#### DATA

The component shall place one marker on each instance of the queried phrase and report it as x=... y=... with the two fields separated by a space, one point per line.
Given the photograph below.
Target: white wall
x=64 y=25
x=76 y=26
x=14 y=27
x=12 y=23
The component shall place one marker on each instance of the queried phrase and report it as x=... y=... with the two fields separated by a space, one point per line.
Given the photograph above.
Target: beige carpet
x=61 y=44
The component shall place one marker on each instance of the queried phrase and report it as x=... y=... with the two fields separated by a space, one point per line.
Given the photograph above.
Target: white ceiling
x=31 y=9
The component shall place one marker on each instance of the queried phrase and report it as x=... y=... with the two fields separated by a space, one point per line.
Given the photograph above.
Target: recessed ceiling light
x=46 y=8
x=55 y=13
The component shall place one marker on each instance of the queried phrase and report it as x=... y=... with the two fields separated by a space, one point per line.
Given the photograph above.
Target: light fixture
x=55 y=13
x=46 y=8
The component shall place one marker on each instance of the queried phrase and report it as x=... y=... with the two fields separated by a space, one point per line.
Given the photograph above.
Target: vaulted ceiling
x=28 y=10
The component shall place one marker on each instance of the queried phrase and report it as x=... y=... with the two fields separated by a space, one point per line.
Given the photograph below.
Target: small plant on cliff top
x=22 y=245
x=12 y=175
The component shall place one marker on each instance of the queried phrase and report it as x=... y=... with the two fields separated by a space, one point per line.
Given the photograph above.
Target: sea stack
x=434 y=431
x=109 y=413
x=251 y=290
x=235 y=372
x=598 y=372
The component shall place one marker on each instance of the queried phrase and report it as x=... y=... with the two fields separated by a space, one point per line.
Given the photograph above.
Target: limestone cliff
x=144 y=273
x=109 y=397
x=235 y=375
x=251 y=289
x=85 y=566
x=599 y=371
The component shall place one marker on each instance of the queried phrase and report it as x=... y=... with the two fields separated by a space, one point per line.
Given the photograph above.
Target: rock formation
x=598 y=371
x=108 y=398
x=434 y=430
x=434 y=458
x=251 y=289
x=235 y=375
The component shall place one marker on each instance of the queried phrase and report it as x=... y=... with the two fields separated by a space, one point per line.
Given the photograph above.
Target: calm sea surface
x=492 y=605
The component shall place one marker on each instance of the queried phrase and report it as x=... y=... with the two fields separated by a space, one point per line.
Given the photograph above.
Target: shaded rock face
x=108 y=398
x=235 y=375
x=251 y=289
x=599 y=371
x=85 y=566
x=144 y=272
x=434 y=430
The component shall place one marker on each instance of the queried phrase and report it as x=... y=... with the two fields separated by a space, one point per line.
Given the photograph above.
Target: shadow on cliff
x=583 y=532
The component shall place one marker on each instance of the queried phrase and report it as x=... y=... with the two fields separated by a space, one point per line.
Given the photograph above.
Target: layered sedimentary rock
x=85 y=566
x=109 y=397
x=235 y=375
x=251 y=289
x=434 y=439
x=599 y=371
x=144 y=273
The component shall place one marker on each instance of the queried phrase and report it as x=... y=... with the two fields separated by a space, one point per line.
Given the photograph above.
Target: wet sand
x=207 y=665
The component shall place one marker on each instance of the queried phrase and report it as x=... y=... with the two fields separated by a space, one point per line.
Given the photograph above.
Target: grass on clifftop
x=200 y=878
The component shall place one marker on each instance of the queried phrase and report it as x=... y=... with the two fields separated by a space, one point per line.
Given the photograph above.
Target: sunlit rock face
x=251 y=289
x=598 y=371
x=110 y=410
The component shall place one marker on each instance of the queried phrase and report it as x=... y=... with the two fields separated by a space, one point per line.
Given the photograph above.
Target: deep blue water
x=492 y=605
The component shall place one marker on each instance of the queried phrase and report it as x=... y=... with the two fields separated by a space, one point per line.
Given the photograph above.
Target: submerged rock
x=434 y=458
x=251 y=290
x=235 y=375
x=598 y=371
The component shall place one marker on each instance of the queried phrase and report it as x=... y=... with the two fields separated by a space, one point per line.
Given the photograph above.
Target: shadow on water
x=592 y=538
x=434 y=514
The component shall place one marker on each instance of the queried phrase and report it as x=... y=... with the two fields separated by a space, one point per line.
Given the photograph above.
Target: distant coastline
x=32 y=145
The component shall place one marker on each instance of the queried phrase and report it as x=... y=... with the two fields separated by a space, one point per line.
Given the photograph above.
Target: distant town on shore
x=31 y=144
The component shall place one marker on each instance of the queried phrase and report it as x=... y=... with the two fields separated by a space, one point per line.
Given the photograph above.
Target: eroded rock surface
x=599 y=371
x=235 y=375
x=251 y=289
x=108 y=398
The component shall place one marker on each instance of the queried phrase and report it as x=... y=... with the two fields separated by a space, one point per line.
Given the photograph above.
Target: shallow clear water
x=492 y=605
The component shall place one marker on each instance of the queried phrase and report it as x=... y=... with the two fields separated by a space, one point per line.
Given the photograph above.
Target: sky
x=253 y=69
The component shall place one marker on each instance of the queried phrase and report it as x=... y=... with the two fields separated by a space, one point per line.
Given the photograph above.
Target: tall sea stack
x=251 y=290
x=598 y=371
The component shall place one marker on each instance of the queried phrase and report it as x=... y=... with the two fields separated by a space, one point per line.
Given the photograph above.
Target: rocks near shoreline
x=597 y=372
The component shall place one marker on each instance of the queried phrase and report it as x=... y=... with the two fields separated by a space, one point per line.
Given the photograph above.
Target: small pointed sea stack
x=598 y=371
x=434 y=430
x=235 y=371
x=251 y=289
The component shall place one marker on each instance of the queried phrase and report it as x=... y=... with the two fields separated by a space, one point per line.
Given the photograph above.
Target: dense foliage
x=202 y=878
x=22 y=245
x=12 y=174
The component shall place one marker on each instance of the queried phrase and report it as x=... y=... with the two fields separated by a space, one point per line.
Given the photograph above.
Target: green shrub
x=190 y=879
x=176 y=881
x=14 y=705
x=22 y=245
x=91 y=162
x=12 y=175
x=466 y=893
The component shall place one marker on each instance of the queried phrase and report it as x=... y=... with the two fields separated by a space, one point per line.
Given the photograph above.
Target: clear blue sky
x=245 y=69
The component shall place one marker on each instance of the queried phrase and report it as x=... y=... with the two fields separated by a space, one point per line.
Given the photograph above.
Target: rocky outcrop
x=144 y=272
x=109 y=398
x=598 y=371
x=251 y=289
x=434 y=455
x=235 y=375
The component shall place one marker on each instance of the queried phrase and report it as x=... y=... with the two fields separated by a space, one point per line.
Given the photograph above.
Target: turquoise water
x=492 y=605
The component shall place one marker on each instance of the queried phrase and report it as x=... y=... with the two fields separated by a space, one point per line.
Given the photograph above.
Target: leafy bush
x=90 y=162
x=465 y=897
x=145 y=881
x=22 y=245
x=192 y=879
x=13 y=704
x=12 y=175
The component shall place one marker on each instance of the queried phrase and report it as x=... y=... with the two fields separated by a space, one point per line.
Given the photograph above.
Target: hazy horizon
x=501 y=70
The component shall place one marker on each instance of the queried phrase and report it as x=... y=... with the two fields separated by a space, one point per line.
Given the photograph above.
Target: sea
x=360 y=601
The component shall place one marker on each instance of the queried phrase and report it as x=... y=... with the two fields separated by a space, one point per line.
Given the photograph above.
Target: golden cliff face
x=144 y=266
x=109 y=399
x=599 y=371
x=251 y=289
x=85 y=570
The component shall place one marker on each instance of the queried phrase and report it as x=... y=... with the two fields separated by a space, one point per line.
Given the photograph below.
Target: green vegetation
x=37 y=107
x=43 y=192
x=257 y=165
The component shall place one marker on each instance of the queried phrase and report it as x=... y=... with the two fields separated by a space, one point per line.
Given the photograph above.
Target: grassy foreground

########

**PROBLEM REQUIREMENTS**. Every line above needs to be repeated exactly as shown.

**FINISHED EXERCISE**.
The component shall place one marker on each instance of the queried phrase and report it as x=... y=... with the two fields separated by a space, one point per line.
Given the photograph below.
Target: white wall
x=64 y=25
x=76 y=26
x=14 y=27
x=12 y=23
The component shall place one marker on each instance of the queried phrase and report it as x=... y=... with the two fields separated by a space, one point per line.
Given the photograph above.
Target: beige carpet
x=61 y=44
The component shall place one marker on each instance of the queried phrase and report it as x=... y=... with the two fields separated by a space, one point per line.
Given the photograph above.
Target: white ceiling
x=31 y=9
The component shall place one marker on each instance of the queried phrase and report it as x=... y=... with the two fields separated by a space, one point per line.
Given the photograph above.
Target: recessed ceiling light
x=46 y=8
x=55 y=13
The component shall place one marker on each instance of the queried phrase and report it as x=... y=... with the two fields separated by a space, one point per line.
Given the photograph above.
Target: light fixture
x=55 y=13
x=46 y=8
The component shall place one marker on each instance of the queried phrase and report it as x=... y=... with the two fields separated by a space, one point per line.
Given the photograph above.
Target: vaulted ceiling
x=28 y=10
The component shall place one marker on each instance of the queried phrase and report it as x=... y=... with the two fields separated by a space, one point per line.
Given the photograph below.
Target: small plant on cliff top
x=22 y=245
x=12 y=175
The component shall place one marker on each instance of the queried phrase and report it as x=... y=... with the two fields separated by a space, one point per line.
Given the photograph above.
Target: sea stack
x=434 y=431
x=109 y=413
x=251 y=290
x=235 y=372
x=598 y=372
The component shall place one marker on each instance of the queried phrase and report it as x=... y=... with the two fields separated by a space, one point per line.
Given the photograph above.
Target: limestone cliff
x=144 y=273
x=109 y=397
x=235 y=375
x=251 y=289
x=85 y=566
x=599 y=371
The component shall place one marker on each instance of the queried phrase and report it as x=... y=... with the two fields separated by a space, one point per line.
Given the photograph above.
Target: rock formation
x=598 y=371
x=108 y=398
x=434 y=430
x=434 y=458
x=251 y=289
x=235 y=375
The component shall place one marker on each instance of the queried phrase and report it as x=... y=... with the two fields separated by a space, one point per line.
Given the photograph above.
Target: calm sea surface
x=492 y=605
The component shall place one marker on each instance of the queried phrase and report it as x=... y=... with the two fields separated by a space, one point per line.
Given the photograph above.
Target: shaded rock face
x=108 y=398
x=235 y=375
x=251 y=289
x=599 y=371
x=85 y=566
x=144 y=272
x=434 y=430
The component shall place one marker on each instance of the queried phrase and report it as x=... y=... with the two fields separated by a space, one point per line.
Given the photograph above.
Target: shadow on cliff
x=583 y=532
The component shall place one marker on each instance of the queried phrase and report it as x=... y=... with the two fields separated by a space, one point per line.
Given the photograph above.
Target: layered sedimentary rock
x=85 y=566
x=109 y=397
x=235 y=375
x=251 y=289
x=434 y=439
x=599 y=371
x=144 y=273
The component shall place one marker on each instance of the queried phrase and report it as x=... y=... with the two fields separated by a space, one point per line.
Given the photograph above.
Target: wet sand
x=207 y=665
The component shall place one marker on each instance of the queried phrase and report it as x=... y=... with the two fields separated by a space, one point per line.
Given the photograph above.
Target: grass on clifftop
x=200 y=878
The component shall place one marker on each instance of the queried phrase and report it as x=... y=... with the two fields separated by a space, one point per line.
Given the photograph above.
Target: sunlit rock face
x=251 y=289
x=598 y=371
x=110 y=410
The component shall place one marker on each instance of the queried phrase and report it as x=... y=... with the two fields separated by a space, one point per line.
Given the photograph above.
Target: deep blue water
x=492 y=605
The component shall place one marker on each instance of the queried phrase and report it as x=... y=... with the two fields separated by a space, one point per line.
Given the photograph above.
Target: submerged rock
x=434 y=458
x=251 y=290
x=235 y=375
x=598 y=371
The component shall place one marker on each instance of the queried phrase and report it as x=... y=... with the two fields separated by a space, one point per line.
Given the photograph above.
Target: shadow on water
x=592 y=538
x=434 y=514
The component shall place one marker on each instance of the queried phrase and report it as x=... y=... with the two fields separated by a space, one point per line.
Given the photograph above.
Target: distant coastline
x=32 y=145
The component shall place one marker on each instance of the queried phrase and report it as x=... y=... with the two fields separated by a space, one point per line.
Given the photograph above.
Target: distant town on shore
x=31 y=144
The component shall place one marker on each instance of the queried phrase and report it as x=... y=... with the two fields separated by a space, one point per line.
Given the photograph above.
Target: eroded rock surface
x=599 y=371
x=235 y=375
x=251 y=289
x=108 y=398
The component shall place one marker on each instance of the queried phrase and report it as x=... y=... with the two fields separated by a space, one point per line.
Given the photograph above.
Target: shallow clear water
x=492 y=605
The component shall place one marker on each instance of the queried phrase and report it as x=... y=... with the two fields separated by a space, one point per line.
Given the photograph above.
Target: sky
x=253 y=69
The component shall place one marker on each instance of the queried phrase and report it as x=... y=... with the two fields separated by a space, one point per line.
Given the photograph above.
Target: tall sea stack
x=251 y=290
x=598 y=371
The component shall place one marker on each instance of the queried phrase and report it as x=... y=... with the two fields separated by a space, one point per line.
Given the photograph above.
Target: rocks near shoreline
x=597 y=372
The component shall place one marker on each instance of the queried phrase and report it as x=... y=... with the two fields separated by a space, one point per line.
Given the photograph above.
Target: small pointed sea stack
x=598 y=371
x=434 y=430
x=235 y=371
x=251 y=289
The component shall place one marker on each instance of the queried phrase and report it as x=... y=... with the two fields separated by a space, one point per line.
Given the photograph above.
Target: dense foliage
x=202 y=878
x=22 y=245
x=12 y=174
The component shall place one marker on each instance of the queried phrase and report it as x=... y=... with the two fields separated by a space, one point per line.
Given the photograph above.
Target: green shrub
x=190 y=879
x=176 y=881
x=14 y=705
x=22 y=245
x=91 y=162
x=12 y=175
x=466 y=893
The component shall place one marker on each instance of the queried phrase and report it as x=... y=... with the two fields separated by a space, one point per line.
Given the photograph above.
Target: clear blue sky
x=245 y=69
The component shall place one marker on each instance of the queried phrase and report it as x=... y=... with the two fields separated by a space, one point per line.
Given the photograph above.
Target: rocky outcrop
x=144 y=272
x=109 y=398
x=598 y=371
x=251 y=289
x=434 y=455
x=235 y=375
The component shall place one marker on each instance of the queried phrase and report it as x=... y=... with the two fields separated by a space, one point per line.
Given the photograph above.
Target: turquoise water
x=492 y=605
The component shall place one marker on each instance of the queried phrase and report it as x=... y=... with the two fields separated by a space, one point per line.
Given the photograph above.
Target: leafy bush
x=90 y=162
x=465 y=897
x=145 y=881
x=22 y=245
x=192 y=879
x=13 y=704
x=12 y=175
The component shall place one marker on each instance of the queried phrase and report it as x=... y=... with the two fields separated by a space, one point per line.
Given the photograph above.
Target: hazy horizon
x=501 y=70
The component shall place one marker on each instance of the queried phrase and report it as x=... y=... with the two fields separated by a space, one point per line.
Given the photograph above.
Target: sea
x=360 y=601
The component shall place one marker on each instance of the queried phrase and report it as x=... y=... with the two fields separated by a space, one point per line.
Given the photograph above.
Target: golden cliff face
x=144 y=266
x=109 y=399
x=599 y=371
x=251 y=289
x=85 y=570
The component shall place one marker on each instance of the queried phrase and report it as x=... y=... with the two fields separated by a space, one point per line.
Given the photograph below.
Target: green vegetation
x=37 y=107
x=43 y=192
x=257 y=165
The component shall place one marker on each instance of the queried phrase and report it as x=... y=... with the two fields separated by a space, one point per line.
Given the photograph above.
Target: grassy foreground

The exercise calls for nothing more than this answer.